Given problem:
Extract every line below, verbatim.

(Records from a collection)
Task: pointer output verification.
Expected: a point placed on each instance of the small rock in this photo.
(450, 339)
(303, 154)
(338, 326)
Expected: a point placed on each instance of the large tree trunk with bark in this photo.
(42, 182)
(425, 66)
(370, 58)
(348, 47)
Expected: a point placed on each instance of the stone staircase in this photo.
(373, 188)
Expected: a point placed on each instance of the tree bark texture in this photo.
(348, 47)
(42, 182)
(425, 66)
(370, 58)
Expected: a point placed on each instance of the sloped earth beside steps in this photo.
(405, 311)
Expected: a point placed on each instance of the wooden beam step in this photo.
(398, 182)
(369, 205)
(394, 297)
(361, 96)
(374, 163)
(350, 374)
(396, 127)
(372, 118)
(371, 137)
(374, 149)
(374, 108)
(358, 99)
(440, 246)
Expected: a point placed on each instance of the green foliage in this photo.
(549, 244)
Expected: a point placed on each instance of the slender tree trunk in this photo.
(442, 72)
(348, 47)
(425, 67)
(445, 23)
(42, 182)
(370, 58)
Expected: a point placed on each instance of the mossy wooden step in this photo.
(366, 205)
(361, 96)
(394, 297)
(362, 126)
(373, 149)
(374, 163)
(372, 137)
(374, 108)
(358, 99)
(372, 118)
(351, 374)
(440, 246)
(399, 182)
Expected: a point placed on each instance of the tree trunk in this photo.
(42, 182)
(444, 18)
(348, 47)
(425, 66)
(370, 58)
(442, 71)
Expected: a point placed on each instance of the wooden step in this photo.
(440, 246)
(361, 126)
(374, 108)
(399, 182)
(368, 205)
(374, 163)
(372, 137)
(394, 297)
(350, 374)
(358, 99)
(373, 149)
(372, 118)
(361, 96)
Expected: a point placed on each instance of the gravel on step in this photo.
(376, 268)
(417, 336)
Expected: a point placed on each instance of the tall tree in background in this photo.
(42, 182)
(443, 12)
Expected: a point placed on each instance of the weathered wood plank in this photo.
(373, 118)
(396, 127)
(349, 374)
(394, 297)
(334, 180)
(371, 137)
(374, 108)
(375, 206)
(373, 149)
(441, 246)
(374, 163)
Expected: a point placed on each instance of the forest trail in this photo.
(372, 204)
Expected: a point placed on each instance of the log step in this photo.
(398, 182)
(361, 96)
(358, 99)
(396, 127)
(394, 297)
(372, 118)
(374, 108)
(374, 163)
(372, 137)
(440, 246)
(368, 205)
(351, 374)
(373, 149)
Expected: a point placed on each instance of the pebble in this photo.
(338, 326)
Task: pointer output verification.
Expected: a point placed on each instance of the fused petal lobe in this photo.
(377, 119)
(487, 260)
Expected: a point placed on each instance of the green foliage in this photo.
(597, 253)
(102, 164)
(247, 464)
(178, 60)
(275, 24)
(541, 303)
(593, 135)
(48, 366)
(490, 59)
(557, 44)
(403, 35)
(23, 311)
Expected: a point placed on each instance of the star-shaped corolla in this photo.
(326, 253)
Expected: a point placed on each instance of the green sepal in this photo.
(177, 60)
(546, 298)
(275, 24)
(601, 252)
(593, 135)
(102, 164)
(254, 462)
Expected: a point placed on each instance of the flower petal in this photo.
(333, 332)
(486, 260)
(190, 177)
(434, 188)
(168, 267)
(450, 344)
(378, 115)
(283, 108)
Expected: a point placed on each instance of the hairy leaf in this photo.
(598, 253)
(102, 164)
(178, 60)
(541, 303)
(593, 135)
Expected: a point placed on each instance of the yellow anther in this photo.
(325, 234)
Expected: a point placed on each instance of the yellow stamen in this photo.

Response below:
Task: pointer output verification.
Expected: a point placed on each instance of the small rock in this photo.
(450, 339)
(303, 154)
(338, 326)
Expected: a point placed on each instance of the large tree trunk with bark in this photo.
(42, 182)
(425, 66)
(370, 58)
(348, 47)
Expected: a point placed on each instance of the stone staircase in this photo.
(373, 188)
Expected: a point placed on each instance of the tree bark texture in this photo.
(348, 47)
(42, 182)
(425, 66)
(370, 58)
Expected: a point placed on each instance of the sloped earth beside steps in this photo.
(405, 311)
Expected: a point placed on each instance of the wooden beam step in this photo.
(398, 182)
(369, 205)
(394, 297)
(361, 96)
(374, 163)
(350, 374)
(396, 127)
(372, 118)
(371, 137)
(374, 149)
(374, 108)
(358, 99)
(440, 246)
Expected: a point placed on each instance of the green foliage in this photo.
(549, 244)
Expected: a point placed on each instance of the slender tree trunk in this photo.
(442, 72)
(348, 47)
(425, 67)
(445, 23)
(42, 182)
(370, 58)
Expected: a point placed on each instance of the mossy wooden step in this photo.
(366, 205)
(361, 96)
(394, 297)
(362, 126)
(373, 149)
(374, 163)
(372, 137)
(374, 108)
(358, 99)
(372, 118)
(351, 374)
(440, 246)
(399, 182)
Expected: a point placed on each instance of the tree trunk in this photo.
(42, 182)
(444, 18)
(348, 47)
(425, 66)
(370, 58)
(442, 71)
Expected: a point placed on each instance of the wooden step in this photo.
(440, 246)
(361, 126)
(374, 108)
(399, 182)
(368, 205)
(374, 163)
(372, 137)
(394, 297)
(350, 374)
(358, 99)
(373, 149)
(372, 118)
(361, 96)
Expected: a point placed on each instance of the gravel on step in this photo.
(376, 268)
(417, 336)
Expected: a point placed on each instance of the tall tree in background in this photo.
(42, 182)
(443, 12)
Expected: a point placed on each instance of the weathered wood plank in this photo.
(373, 118)
(396, 127)
(349, 374)
(394, 297)
(334, 180)
(371, 137)
(374, 108)
(375, 206)
(373, 149)
(441, 246)
(374, 163)
Expected: a point placed on each instance of the forest trail in this photo.
(372, 204)
Expected: a point placed on each instance of the log step in this photo.
(398, 182)
(361, 96)
(358, 99)
(396, 127)
(394, 297)
(372, 118)
(374, 108)
(374, 163)
(372, 137)
(440, 246)
(368, 205)
(351, 374)
(373, 149)
Expected: a point placed on each instance of the pebble in this photo.
(338, 326)
Task: pointer output verification.
Expected: a point placed on each instance of the fused petal lobe in this photo.
(377, 119)
(487, 260)
Expected: a point placed on each instance of the green foliage in this photo.
(597, 253)
(102, 164)
(247, 464)
(178, 60)
(275, 24)
(541, 303)
(593, 135)
(48, 366)
(490, 59)
(557, 44)
(403, 35)
(23, 311)
Expected: a point placed on each instance of the star-shaped corolla in this photo.
(326, 253)
Expected: a point placed on each instance of the green sepal in this photo.
(177, 60)
(546, 298)
(275, 24)
(601, 252)
(593, 135)
(102, 164)
(254, 462)
Expected: a point placed on each instance of the flower petal in this photo.
(333, 332)
(486, 260)
(190, 177)
(434, 188)
(168, 267)
(450, 344)
(378, 115)
(283, 108)
Expected: a point placed on each instance of the hairy leaf in this photo.
(598, 253)
(102, 164)
(178, 60)
(541, 303)
(593, 135)
Expected: a point placed on each instance of the yellow anther in this photo.
(325, 234)
Expected: a point placed on each instance of the yellow stamen in this photo.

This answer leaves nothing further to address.